■ **Your objective**
Begin at the line containing "the form [410,127]." in the entries below and end at the line containing "the form [109,83]."; transcribe that range exactly and nothing outside it.

(Data shown)

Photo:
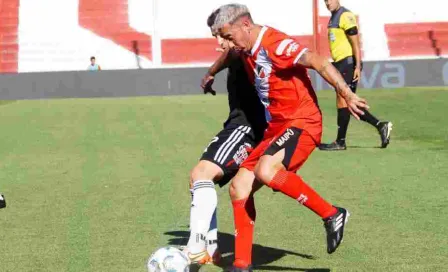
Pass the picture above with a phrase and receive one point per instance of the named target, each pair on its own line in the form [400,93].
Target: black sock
[369,118]
[343,120]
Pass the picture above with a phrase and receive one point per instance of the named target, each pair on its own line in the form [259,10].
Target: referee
[346,52]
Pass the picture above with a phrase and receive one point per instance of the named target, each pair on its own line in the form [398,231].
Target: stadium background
[54,35]
[99,184]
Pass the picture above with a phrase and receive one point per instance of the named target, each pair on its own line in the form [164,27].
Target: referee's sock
[203,206]
[343,120]
[369,118]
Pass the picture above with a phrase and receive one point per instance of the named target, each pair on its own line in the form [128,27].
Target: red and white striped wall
[61,35]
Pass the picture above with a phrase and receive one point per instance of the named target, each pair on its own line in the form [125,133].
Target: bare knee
[241,186]
[267,168]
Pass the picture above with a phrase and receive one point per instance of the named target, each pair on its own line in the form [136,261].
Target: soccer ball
[168,259]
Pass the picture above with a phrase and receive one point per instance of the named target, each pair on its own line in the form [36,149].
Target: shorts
[298,145]
[347,68]
[229,148]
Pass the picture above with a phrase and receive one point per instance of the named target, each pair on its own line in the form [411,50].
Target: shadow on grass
[262,256]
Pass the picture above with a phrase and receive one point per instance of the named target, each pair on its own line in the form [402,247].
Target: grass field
[99,184]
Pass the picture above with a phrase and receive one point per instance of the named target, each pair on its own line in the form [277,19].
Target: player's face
[238,36]
[224,44]
[332,5]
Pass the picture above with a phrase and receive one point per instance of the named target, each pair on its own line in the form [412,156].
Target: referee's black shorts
[347,68]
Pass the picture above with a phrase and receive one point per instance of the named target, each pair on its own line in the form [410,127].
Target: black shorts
[347,68]
[229,148]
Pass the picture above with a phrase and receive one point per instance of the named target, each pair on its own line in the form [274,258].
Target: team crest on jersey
[242,153]
[287,47]
[292,48]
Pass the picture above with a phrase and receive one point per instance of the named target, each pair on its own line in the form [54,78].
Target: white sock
[212,235]
[203,206]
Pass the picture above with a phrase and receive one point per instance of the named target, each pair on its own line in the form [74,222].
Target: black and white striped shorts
[229,148]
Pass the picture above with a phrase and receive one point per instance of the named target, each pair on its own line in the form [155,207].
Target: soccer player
[277,65]
[242,131]
[343,36]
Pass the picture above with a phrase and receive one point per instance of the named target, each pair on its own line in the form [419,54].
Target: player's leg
[242,189]
[384,128]
[218,164]
[277,167]
[203,208]
[347,68]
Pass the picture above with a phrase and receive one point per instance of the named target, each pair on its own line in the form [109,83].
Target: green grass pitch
[99,184]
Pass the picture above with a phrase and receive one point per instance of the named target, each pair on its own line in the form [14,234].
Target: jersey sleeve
[285,51]
[347,21]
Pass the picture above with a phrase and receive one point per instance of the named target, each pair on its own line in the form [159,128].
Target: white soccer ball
[168,259]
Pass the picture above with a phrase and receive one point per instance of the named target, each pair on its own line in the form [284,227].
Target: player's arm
[331,75]
[220,64]
[349,25]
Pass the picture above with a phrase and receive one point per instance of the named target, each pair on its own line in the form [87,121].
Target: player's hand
[206,84]
[356,105]
[357,74]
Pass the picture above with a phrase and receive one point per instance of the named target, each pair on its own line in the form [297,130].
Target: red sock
[244,215]
[292,185]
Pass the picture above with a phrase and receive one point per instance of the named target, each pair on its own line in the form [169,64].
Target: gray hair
[228,14]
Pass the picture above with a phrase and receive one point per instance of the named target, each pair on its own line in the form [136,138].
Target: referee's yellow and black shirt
[341,23]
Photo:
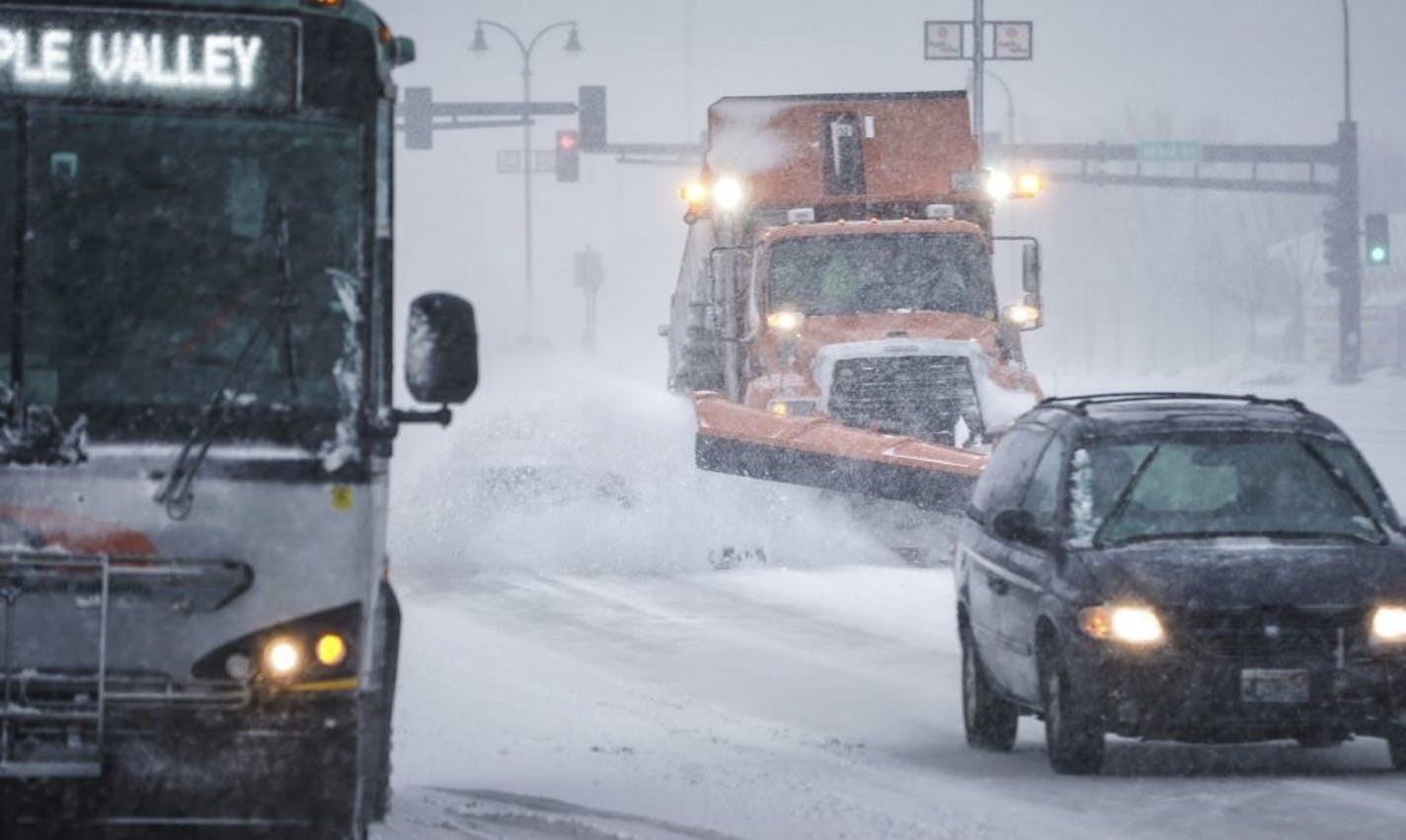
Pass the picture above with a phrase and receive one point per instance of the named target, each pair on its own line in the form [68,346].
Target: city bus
[197,628]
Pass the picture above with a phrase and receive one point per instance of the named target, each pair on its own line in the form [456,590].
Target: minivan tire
[1073,733]
[988,718]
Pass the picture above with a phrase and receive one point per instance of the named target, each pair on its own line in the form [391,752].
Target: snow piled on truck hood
[493,492]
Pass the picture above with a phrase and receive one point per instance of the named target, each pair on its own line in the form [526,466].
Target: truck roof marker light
[968,182]
[998,185]
[729,194]
[331,649]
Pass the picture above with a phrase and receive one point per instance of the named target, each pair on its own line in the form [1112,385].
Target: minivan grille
[915,395]
[1274,633]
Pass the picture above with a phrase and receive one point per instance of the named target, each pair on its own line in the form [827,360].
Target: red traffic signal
[569,156]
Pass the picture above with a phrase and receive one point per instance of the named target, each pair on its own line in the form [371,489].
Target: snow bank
[557,465]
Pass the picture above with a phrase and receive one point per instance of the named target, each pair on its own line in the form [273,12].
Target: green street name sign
[1154,150]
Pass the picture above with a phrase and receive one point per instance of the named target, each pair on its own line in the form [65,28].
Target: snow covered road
[573,669]
[786,704]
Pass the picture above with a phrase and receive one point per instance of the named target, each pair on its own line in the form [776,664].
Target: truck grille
[1274,633]
[914,395]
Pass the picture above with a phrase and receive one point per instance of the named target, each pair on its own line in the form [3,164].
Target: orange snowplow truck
[835,319]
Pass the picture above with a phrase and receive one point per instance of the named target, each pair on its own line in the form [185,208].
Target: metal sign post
[1011,40]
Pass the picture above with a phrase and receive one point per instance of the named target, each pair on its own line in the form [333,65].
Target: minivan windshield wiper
[1346,487]
[1280,535]
[1124,498]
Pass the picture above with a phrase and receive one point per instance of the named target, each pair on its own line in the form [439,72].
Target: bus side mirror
[1031,269]
[441,350]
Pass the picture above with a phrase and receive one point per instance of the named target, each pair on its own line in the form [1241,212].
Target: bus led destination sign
[148,58]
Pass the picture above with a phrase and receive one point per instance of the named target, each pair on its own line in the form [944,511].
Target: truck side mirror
[441,350]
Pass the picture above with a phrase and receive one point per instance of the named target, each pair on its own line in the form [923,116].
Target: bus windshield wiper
[176,494]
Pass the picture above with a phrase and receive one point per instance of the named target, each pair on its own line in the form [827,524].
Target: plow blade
[820,452]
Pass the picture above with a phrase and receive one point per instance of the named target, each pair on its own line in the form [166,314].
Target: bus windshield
[881,272]
[158,246]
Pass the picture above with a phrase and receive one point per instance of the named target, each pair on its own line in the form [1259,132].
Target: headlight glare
[1133,625]
[1389,624]
[282,657]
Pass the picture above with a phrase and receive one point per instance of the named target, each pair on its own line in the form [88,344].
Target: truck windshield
[153,251]
[1219,487]
[881,272]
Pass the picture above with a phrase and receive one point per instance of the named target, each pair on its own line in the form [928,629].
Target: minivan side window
[1003,484]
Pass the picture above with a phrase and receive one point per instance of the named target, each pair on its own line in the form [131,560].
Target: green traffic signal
[1376,232]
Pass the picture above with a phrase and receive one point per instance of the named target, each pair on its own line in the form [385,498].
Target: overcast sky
[1212,70]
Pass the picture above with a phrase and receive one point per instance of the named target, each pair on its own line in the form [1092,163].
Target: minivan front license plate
[1274,684]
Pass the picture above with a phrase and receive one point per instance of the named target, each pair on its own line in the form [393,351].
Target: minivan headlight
[1389,624]
[1127,624]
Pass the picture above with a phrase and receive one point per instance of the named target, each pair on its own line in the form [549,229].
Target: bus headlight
[1131,625]
[282,657]
[1389,624]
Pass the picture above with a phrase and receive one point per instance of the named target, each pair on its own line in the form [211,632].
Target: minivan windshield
[1280,487]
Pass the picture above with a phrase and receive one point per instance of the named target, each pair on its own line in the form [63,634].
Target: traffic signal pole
[1347,265]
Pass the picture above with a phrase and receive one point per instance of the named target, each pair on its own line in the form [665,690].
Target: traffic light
[569,156]
[1378,239]
[590,116]
[1340,241]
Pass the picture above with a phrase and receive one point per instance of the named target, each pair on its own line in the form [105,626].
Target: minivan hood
[1247,572]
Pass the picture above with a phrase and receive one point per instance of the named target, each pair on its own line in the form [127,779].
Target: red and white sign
[1014,40]
[944,40]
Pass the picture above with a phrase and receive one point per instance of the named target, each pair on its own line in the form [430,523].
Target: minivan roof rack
[1080,404]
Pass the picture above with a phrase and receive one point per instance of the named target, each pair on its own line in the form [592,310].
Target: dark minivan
[1194,568]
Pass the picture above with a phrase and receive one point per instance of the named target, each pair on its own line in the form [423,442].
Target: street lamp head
[573,40]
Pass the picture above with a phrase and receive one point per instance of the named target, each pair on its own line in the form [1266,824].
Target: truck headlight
[785,321]
[1389,624]
[1127,624]
[282,657]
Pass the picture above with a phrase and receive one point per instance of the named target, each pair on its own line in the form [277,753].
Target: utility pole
[590,275]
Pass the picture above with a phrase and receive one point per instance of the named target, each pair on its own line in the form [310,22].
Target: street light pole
[1350,282]
[526,49]
[977,70]
[1010,109]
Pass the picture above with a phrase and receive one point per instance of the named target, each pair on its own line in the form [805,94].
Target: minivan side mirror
[441,350]
[1020,525]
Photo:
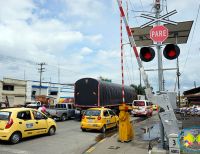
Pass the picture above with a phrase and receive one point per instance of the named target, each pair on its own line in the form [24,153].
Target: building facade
[14,90]
[20,91]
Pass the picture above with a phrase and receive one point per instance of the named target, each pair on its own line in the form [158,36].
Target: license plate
[90,120]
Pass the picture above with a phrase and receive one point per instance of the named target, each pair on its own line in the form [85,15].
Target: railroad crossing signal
[170,52]
[147,54]
[159,33]
[161,19]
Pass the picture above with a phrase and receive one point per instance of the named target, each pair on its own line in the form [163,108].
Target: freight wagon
[90,92]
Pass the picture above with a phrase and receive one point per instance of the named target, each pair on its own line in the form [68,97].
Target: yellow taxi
[18,123]
[155,107]
[99,119]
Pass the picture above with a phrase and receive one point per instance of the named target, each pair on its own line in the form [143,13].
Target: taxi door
[113,119]
[40,122]
[107,118]
[25,123]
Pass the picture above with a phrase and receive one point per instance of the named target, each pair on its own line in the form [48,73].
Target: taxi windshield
[92,113]
[4,115]
[139,103]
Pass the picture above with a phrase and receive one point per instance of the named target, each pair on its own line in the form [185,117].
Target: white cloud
[85,8]
[86,51]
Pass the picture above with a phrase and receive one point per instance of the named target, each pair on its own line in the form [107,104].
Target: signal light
[171,51]
[147,54]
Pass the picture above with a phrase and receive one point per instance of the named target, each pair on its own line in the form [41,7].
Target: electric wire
[196,20]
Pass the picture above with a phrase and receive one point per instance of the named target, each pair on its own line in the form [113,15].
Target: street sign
[159,33]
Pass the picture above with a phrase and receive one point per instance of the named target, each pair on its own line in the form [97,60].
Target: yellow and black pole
[125,127]
[126,132]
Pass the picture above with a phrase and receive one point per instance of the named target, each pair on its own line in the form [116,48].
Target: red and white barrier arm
[133,44]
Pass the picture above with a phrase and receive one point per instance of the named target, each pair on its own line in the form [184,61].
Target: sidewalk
[112,146]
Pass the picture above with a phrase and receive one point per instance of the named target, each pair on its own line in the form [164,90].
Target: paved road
[69,139]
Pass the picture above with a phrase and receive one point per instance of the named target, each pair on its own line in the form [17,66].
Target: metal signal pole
[160,68]
[41,69]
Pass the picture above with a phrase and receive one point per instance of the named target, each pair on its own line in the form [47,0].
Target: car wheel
[64,117]
[103,129]
[52,130]
[83,130]
[15,138]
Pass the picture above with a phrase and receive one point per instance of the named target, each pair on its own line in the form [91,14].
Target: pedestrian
[42,109]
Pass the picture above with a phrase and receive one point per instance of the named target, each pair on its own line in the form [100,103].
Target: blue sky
[81,39]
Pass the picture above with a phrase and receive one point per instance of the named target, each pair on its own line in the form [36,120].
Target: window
[33,94]
[53,93]
[38,116]
[8,87]
[5,115]
[69,106]
[92,113]
[139,103]
[105,113]
[111,113]
[24,115]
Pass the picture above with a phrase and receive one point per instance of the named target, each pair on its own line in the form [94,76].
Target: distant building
[55,90]
[20,91]
[193,96]
[14,89]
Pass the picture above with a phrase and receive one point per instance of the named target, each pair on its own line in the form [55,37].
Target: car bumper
[97,126]
[140,113]
[5,134]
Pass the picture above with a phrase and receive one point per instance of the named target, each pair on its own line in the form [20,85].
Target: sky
[81,38]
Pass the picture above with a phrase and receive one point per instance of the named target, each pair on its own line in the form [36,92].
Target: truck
[33,104]
[62,111]
[91,92]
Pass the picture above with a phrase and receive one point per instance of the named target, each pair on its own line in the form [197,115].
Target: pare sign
[159,33]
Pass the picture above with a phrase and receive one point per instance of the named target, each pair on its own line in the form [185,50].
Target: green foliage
[139,89]
[105,79]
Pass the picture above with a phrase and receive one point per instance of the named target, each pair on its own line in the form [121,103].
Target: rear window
[5,115]
[139,103]
[92,113]
[60,105]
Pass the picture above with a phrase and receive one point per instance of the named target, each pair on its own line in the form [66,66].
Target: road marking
[102,140]
[14,151]
[90,150]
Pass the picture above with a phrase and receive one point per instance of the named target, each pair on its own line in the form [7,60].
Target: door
[71,110]
[40,122]
[113,120]
[107,118]
[25,123]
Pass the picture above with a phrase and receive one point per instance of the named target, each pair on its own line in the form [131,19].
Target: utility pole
[41,69]
[160,68]
[178,80]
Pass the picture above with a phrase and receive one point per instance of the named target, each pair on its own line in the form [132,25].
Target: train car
[90,92]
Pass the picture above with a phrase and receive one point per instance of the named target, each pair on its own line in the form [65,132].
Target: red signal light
[171,51]
[147,54]
[99,118]
[9,124]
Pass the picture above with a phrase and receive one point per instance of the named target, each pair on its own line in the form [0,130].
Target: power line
[191,38]
[41,70]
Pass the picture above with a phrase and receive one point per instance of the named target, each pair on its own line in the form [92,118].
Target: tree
[105,79]
[139,89]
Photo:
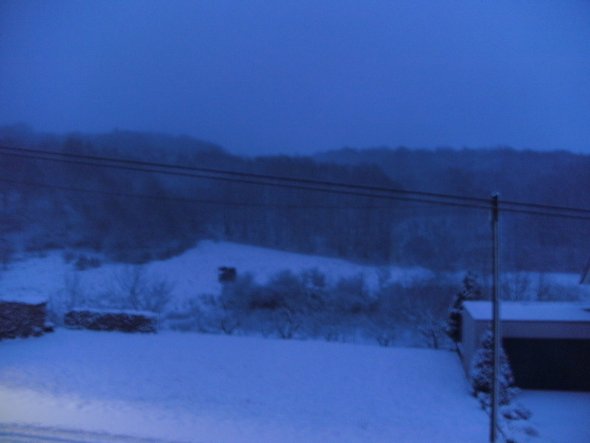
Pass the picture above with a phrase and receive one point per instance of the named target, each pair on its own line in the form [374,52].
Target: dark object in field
[227,274]
[97,320]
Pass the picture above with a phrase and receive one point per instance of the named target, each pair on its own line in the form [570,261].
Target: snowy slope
[190,387]
[191,274]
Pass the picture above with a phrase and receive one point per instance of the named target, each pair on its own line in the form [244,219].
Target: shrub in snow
[471,291]
[482,367]
[133,289]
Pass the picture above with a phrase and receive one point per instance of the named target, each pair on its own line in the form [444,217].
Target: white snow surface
[205,388]
[192,273]
[532,311]
[559,416]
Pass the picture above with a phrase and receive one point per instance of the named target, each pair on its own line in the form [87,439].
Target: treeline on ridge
[134,216]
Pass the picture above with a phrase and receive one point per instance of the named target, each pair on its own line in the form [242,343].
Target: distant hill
[137,216]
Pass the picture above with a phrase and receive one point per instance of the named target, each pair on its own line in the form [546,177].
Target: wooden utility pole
[497,335]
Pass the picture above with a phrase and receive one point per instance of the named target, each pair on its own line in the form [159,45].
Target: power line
[294,183]
[214,171]
[304,187]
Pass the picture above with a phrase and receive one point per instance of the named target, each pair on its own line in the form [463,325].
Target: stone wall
[125,321]
[19,319]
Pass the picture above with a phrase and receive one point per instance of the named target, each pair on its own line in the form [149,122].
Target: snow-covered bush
[133,289]
[471,291]
[482,367]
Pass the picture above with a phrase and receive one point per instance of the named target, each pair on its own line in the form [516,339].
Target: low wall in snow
[21,319]
[99,320]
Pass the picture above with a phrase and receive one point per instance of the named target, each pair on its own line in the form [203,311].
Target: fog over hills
[136,215]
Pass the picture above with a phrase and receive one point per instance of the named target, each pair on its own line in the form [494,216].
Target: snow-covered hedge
[22,319]
[100,320]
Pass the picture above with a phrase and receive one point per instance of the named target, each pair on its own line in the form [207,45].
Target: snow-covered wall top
[531,311]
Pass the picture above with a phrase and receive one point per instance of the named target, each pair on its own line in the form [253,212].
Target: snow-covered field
[559,416]
[207,388]
[186,387]
[190,274]
[195,272]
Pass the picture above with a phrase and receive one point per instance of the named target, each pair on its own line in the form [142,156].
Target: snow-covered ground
[207,388]
[559,416]
[190,274]
[195,272]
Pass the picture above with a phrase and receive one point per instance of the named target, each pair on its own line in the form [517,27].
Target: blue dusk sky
[301,76]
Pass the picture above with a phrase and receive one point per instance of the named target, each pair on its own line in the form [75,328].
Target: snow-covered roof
[531,311]
[27,299]
[585,279]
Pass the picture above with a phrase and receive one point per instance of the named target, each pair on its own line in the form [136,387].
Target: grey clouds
[301,76]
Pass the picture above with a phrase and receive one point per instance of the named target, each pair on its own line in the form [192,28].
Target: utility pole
[495,319]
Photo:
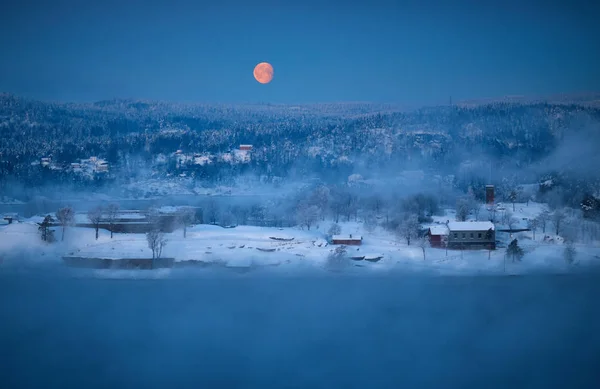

(End Data shown)

■ **Written reply**
Pass the picture above with a phrase and receive one point per instance of the named target, each pair on its own line in the form [410,127].
Target: black shorts
[347,68]
[229,148]
Pass the picture above with a phrase and receive one point per instance of the named target, each pair on its own line in the form [274,258].
Target: team crest on jersey
[242,153]
[287,47]
[292,48]
Pass the picture above with a phrase and receive one point per instance of the named target, each pair on its own line in the form [54,78].
Target: white sock
[212,235]
[203,206]
Pass the picture above with a phrase and receive one point per instance of the named target, each pair on its own line in the form [74,222].
Target: black and white striped shorts
[229,148]
Pass the picture above with a phrase and receive one point per instance of the named target, each pair on its own line in the form [155,207].
Target: soccer player
[277,65]
[242,131]
[343,36]
Pass the picture above with a phrase and receive one point per instance of the named target, each pair on its own line in the form [419,54].
Target: player's leg
[242,189]
[384,128]
[218,164]
[277,167]
[203,208]
[347,68]
Pass the picture above with a phrase and receive one point per instance of the named target, each pair on its own line in the form [109,83].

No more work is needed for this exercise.